**EXERCISE INSTRUCTIONS**
Can you transcribe every record below exactly as it appears?

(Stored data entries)
==============================

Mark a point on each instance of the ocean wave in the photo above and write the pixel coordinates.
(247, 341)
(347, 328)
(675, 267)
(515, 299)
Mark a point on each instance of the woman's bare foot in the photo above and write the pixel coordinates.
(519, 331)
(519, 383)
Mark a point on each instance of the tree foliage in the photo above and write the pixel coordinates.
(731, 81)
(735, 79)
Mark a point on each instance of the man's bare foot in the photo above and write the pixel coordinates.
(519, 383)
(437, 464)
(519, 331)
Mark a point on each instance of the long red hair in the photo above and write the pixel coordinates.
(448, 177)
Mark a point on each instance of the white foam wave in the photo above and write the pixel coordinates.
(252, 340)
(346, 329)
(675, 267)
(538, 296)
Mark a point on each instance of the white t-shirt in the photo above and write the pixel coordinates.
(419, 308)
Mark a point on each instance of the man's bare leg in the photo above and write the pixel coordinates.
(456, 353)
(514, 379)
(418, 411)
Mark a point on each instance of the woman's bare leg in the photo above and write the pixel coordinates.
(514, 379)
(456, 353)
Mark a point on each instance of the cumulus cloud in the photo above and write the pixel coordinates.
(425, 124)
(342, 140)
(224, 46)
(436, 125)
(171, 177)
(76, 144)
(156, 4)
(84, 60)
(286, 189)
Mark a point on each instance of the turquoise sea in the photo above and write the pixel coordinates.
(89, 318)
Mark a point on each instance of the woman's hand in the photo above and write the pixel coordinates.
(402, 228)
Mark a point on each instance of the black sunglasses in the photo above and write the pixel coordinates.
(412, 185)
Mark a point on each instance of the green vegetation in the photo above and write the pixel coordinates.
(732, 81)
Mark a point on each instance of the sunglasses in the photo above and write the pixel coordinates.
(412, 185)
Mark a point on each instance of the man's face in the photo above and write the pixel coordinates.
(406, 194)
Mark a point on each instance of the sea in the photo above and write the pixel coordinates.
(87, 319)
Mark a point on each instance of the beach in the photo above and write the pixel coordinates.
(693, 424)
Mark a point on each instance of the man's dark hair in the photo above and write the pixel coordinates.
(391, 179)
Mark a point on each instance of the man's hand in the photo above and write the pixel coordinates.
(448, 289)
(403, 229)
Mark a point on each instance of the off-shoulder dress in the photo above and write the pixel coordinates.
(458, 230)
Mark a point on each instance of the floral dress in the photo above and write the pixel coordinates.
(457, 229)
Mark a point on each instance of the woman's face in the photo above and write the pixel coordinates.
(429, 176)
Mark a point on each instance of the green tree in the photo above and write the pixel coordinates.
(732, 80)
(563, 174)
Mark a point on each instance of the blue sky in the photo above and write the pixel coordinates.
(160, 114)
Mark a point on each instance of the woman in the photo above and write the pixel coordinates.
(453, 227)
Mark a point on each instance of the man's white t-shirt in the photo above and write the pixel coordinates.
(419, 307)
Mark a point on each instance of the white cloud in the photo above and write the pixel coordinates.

==============================

**ANSWER SPACE**
Mark a point on each instance of the ocean wave in the photo above and write the pixel coordinates.
(247, 341)
(347, 328)
(675, 267)
(515, 299)
Mark a point on each instance of the woman's bare foot in the photo above and write the pixel coordinates.
(519, 331)
(519, 383)
Mark a point on each instance of the tree foliage in the photo above and write the pixel coordinates.
(731, 81)
(735, 79)
Mark a point on each instance of the man's bare foot in the photo above and write the pixel coordinates.
(519, 383)
(437, 464)
(519, 331)
Mark a point on each instance of the long red hair in the photo above and write the pixel coordinates.
(448, 177)
Mark a point on each instance of the white foam wave in the photo above and write the pixel coordinates.
(252, 340)
(346, 329)
(675, 267)
(538, 296)
Mark a point on each instance of the white t-shirt in the photo above and write the pixel coordinates.
(419, 308)
Mark a point on each instance of the man's bare leg in the photo above and write the pixel coordinates.
(456, 353)
(514, 379)
(418, 411)
Mark a point on each instance of the woman's bare leg in the photo above and write the pixel coordinates.
(514, 379)
(456, 353)
Mark a point on each instance of the cumulus cloud in the photo above and write the pixel coordinates.
(425, 124)
(342, 140)
(224, 46)
(436, 125)
(171, 177)
(76, 144)
(156, 4)
(84, 60)
(286, 189)
Mark a point on each instance of the turquoise sea in the photo above and write the pixel coordinates.
(89, 318)
Mark a point on each instance of the woman's hand in the photo above and write the pixel coordinates.
(402, 228)
Mark a point on each instance of the black sunglasses in the photo above and write the pixel coordinates.
(412, 185)
Mark a point on each instance of the green vegetation in the photo above and write the pixel coordinates.
(732, 81)
Mark a point on each instance of the sunglasses in the photo above and write the pixel coordinates.
(412, 185)
Mark a point on each instance of the man's face in the photo above and write the pixel coordinates.
(406, 194)
Mark a point on each instance of the sea in the photo above and write the pixel coordinates.
(87, 319)
Mark a point on each instance of the beach in the photo above and write the pixel coordinates.
(693, 424)
Mark a point on each instance of the man's dark hair in the photo above and write the pixel coordinates.
(391, 179)
Mark a point on each instance of the man's hand in the photo above and write the pixel coordinates.
(448, 289)
(403, 229)
Mark a point on each instance of the off-shoulder dress in the photo above and write the pixel coordinates.
(458, 230)
Mark a point on each instance of the floral dress in the photo above and write the pixel coordinates.
(457, 229)
Mark a point on each instance of the woman's face in the photo above and write the pixel coordinates.
(429, 176)
Mark a point on each instance of the green tree in the photo above and write the pixel coordinates.
(732, 80)
(563, 174)
Mark a point on each instance of the blue sky in the photo above and write the pixel coordinates.
(160, 114)
Mark a point on each instance of the woman in the photo above and write the pixel coordinates.
(453, 227)
Mark a point on each instance of the man's white t-shirt in the photo above and write the pixel coordinates.
(419, 307)
Mark a point on each instance of the white cloud in the photo above and write the pixel coordinates.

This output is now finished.